[Data — start]

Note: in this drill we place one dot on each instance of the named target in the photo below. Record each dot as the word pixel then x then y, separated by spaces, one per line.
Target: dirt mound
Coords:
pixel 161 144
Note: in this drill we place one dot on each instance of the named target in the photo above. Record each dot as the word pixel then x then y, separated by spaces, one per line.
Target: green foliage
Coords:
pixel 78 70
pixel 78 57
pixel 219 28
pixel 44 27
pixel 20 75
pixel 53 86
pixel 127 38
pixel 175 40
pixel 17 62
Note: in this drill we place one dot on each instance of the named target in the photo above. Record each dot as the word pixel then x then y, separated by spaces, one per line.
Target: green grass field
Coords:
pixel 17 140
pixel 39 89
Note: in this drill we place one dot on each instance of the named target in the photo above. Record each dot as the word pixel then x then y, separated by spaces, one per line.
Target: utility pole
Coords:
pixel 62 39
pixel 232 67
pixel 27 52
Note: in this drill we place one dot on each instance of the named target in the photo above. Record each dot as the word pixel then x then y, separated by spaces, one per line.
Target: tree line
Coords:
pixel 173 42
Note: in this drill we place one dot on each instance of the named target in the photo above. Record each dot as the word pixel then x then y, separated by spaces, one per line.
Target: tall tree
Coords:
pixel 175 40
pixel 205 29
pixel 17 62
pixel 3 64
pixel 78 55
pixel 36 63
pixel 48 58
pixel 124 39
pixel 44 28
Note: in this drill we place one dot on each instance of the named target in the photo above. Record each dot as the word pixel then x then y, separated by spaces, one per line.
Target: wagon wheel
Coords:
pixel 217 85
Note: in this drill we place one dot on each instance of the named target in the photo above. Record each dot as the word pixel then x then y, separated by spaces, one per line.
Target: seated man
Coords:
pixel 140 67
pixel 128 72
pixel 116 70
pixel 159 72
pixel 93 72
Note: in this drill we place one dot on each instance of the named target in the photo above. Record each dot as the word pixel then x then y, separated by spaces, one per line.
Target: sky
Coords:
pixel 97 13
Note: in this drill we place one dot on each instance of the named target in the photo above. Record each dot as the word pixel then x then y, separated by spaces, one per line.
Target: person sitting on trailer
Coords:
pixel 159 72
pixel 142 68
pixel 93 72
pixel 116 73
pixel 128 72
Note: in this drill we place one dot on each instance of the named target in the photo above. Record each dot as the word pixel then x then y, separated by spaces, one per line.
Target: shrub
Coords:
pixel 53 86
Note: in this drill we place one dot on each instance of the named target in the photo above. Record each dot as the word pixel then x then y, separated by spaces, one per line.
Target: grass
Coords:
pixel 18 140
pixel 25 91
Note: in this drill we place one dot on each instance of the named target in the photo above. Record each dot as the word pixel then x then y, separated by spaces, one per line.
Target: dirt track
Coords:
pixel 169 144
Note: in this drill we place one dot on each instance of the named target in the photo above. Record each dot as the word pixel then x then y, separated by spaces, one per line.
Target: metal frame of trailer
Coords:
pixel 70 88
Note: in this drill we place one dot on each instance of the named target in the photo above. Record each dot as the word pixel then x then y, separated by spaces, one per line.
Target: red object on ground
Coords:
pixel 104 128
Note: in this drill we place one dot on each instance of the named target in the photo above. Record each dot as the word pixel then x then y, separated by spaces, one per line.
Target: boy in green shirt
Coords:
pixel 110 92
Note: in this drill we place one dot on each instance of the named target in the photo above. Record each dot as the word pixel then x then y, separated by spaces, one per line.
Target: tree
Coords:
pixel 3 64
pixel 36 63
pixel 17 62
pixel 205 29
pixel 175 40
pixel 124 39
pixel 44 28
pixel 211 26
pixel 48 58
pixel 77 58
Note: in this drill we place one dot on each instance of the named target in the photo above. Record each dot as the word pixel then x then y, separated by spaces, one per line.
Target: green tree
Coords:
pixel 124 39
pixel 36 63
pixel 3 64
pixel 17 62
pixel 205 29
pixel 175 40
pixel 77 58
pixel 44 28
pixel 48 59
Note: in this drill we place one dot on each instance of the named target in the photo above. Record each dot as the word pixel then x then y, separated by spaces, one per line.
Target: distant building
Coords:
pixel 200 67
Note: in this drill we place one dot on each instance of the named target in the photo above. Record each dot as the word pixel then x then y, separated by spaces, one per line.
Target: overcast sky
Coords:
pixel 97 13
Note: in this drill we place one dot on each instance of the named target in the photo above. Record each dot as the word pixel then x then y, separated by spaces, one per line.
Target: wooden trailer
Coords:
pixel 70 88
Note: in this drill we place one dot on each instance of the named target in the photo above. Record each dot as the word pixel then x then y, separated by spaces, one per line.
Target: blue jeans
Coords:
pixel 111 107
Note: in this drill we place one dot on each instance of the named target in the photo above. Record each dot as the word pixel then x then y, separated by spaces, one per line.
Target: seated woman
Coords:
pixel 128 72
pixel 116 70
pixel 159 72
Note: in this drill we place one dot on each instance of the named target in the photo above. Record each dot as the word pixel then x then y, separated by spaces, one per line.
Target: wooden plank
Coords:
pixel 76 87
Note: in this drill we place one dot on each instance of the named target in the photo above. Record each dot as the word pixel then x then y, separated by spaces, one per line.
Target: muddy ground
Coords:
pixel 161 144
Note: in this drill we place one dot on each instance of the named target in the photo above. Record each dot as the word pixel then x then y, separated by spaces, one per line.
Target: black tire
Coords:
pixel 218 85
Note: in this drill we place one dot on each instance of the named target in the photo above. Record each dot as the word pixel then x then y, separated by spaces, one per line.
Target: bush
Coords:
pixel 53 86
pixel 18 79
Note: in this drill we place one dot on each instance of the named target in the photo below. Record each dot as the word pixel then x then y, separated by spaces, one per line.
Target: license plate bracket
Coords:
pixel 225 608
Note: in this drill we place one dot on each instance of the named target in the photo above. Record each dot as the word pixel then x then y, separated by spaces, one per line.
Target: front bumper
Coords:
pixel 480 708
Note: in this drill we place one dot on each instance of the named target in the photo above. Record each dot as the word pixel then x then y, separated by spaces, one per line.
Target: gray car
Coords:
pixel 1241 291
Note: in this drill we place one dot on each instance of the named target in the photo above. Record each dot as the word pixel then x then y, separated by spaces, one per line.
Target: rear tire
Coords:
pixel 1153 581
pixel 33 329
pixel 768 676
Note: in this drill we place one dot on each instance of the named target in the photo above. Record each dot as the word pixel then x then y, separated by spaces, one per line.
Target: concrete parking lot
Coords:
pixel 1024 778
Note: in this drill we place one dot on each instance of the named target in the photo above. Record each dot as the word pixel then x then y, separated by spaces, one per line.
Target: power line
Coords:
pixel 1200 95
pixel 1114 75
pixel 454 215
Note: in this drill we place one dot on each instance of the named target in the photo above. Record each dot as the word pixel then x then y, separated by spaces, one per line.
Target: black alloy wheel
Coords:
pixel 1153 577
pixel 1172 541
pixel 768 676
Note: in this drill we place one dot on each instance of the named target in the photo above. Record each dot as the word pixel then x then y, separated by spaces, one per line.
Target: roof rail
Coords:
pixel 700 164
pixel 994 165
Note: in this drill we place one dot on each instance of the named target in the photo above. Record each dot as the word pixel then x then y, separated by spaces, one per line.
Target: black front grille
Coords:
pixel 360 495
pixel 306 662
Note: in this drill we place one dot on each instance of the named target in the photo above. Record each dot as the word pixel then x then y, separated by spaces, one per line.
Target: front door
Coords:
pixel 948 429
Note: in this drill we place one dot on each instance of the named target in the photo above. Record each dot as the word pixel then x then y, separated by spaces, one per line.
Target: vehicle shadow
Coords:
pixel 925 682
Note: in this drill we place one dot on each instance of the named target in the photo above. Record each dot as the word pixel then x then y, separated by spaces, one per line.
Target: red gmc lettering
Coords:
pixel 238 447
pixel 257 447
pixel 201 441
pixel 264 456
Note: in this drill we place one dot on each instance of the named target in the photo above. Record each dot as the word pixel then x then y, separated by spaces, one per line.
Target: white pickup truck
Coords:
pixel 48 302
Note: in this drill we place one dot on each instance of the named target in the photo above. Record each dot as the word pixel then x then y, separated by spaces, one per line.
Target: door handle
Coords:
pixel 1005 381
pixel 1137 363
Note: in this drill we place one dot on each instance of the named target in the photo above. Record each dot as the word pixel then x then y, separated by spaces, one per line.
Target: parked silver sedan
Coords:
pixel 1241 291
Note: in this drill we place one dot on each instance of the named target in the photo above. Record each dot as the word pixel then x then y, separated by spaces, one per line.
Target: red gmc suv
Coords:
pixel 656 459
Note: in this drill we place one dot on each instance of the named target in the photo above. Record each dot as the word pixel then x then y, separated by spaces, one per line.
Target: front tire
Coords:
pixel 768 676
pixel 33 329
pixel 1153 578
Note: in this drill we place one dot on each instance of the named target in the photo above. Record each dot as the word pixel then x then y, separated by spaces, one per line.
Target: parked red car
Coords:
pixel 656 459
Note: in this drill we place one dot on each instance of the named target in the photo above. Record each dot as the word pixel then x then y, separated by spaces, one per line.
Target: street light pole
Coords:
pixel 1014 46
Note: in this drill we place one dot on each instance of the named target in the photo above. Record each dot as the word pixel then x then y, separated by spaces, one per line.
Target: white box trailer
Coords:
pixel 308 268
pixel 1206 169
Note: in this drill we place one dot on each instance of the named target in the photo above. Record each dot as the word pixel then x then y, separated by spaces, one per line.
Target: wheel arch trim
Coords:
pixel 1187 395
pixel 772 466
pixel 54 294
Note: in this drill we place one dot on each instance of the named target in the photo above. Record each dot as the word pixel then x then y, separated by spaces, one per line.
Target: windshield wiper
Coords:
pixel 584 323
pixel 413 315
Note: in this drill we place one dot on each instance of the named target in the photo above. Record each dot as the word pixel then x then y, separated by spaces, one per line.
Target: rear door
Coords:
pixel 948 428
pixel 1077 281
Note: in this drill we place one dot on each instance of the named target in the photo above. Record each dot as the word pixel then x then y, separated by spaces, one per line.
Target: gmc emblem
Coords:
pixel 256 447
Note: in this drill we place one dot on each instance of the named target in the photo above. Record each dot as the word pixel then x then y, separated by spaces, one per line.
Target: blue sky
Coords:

[Data — finish]

Problem to work on
Filter the lines above, keeping and copying those that contain "ground".

Exercise output
Target: red object on ground
Target: muddy ground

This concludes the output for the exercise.